## WRITTEN TASK
Copy the entries below line for line, with no changes.

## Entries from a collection
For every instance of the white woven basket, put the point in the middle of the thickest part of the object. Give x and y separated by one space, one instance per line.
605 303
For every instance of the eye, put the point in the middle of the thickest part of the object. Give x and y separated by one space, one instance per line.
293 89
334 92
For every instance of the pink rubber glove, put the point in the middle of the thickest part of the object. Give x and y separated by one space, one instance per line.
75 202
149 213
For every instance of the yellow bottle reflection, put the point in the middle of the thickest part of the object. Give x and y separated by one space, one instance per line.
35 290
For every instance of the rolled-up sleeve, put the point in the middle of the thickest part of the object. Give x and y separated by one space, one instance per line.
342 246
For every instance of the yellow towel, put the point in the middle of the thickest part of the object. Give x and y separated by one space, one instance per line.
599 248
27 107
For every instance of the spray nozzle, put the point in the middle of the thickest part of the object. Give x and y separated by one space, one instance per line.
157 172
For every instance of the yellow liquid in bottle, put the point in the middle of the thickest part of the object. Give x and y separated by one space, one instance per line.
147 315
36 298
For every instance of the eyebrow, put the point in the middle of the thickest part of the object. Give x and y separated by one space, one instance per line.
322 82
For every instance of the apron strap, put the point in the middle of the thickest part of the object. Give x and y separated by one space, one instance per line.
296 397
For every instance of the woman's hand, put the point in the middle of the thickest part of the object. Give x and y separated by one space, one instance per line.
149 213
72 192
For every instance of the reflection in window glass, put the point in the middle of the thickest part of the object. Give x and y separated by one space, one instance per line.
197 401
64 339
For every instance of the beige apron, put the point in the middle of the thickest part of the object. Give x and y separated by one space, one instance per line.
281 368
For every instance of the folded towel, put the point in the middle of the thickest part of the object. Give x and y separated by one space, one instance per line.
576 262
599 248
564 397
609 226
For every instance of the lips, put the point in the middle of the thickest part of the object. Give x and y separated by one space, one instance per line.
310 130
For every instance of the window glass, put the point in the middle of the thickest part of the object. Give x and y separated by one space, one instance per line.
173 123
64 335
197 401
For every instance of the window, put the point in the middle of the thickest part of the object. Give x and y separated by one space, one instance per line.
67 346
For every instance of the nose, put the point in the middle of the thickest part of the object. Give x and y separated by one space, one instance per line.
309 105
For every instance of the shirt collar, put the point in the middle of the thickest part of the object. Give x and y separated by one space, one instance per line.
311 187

## IN RESPONSE
For every instance of the white woven basket, put the point in the middle of the thickest part of the object. Give x and y separated by one space, one instance per line.
605 303
For every instance of the eye, put the point in the middle of the thickest part of the object. Give x and y separated by one space, one instance per line.
293 89
334 92
For every instance of the pink rubber glove, put the point in the middle of the thickest part of the object. Give x and y separated by one space, one instance per line.
75 202
149 213
For every instance of the yellow bottle reflection, put the point in the middle of the thickest part of the object. Give x and y separated by one space, one instance per line.
35 290
For every instance of the rolled-up sleeve, put the point in the middle of the thickest part of the object. Give x and y separated by one space, one instance per line.
342 246
For every instance of the yellow towel, put the point in the middle of the thickest part of the object. Give x and y separated by one space, one instance per line.
599 248
27 107
For every instance of the spray nozzle, put the point in the middle of the thickest part of the object. Give x and y separated by one space, one instance per line.
157 172
For every instance of the yellow liquid in bottle, put the point in the middle of the thickest part of the object. Give x and y separated by one space, one instance per line.
147 315
36 298
For every instance of the eyebrow, put the point in the middle of the thickest part of the object. Give x and y separated by one space, one instance per line.
322 82
For every instance of the apron strap, put the point in the middle of the thickest part of the object. Give x and y separated by one space, one instance per line.
296 397
For every instance of the woman's hand, put the point in the middle of the thickest part of the object. Give x and y separated by one space, one instance per line.
149 213
72 192
For every instance of the reflection in window glass, put the point in the middle of the thickest part of the object. Give x and y separated by one space, one instance per line.
197 401
64 339
For every instance of the beige apron, put the point in the middle of the thickest part of the object. Give x and y separated by one space, one instance per line.
281 368
For every instance of the folded towel, put the point in the middle of the thickest part of the object. Give x and y separated by one space, one instance per line.
576 262
599 248
564 397
609 226
For every instance of the lips, put the point in the middle of the thickest part of the object. Give x and y separated by one space, one instance per line.
310 130
For every instance of the window glass, put the point in the middle of the thickest part of the object. Give x and y separated by one space, one instance per line.
173 123
64 335
197 401
For every instance of the window, put the point in the middle of the thickest part of the object. Give x and y separated by one space, one instance per line.
67 346
For every instance of the nose, put the point in the middle of the thickest part of the object. Give x and y separated by one space, one instance per line.
309 105
For every instance of the shirt collar, put the point in the middle of the thickest part of the object. Give x and y separated by one space, one instance per line.
311 187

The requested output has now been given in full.